- [Annotation records]

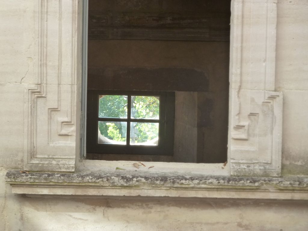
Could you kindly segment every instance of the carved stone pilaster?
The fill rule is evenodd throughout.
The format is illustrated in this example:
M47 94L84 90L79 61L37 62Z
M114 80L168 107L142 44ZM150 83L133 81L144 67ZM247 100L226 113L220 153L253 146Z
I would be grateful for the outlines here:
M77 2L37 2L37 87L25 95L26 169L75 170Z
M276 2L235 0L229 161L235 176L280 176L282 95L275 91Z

- [EXERCISE INSTRUCTIONS] Switch "pilaster" to "column" throughout the data above and write the lines out again with nothing else changed. Leave the pictures out.

- [WRITTEN REPLY]
Could you kindly segment every instance of the carved stone column?
The fill rule is evenodd throughout.
The format is illustrated in this example:
M47 94L84 90L79 61L37 62Z
M114 80L168 107L142 44ZM150 83L133 81L144 67ZM247 100L226 113L220 153L253 146Z
I would be grateful for the outlines here:
M77 2L37 2L37 87L25 95L26 169L75 170Z
M276 2L235 0L229 161L235 176L280 176L282 95L275 91Z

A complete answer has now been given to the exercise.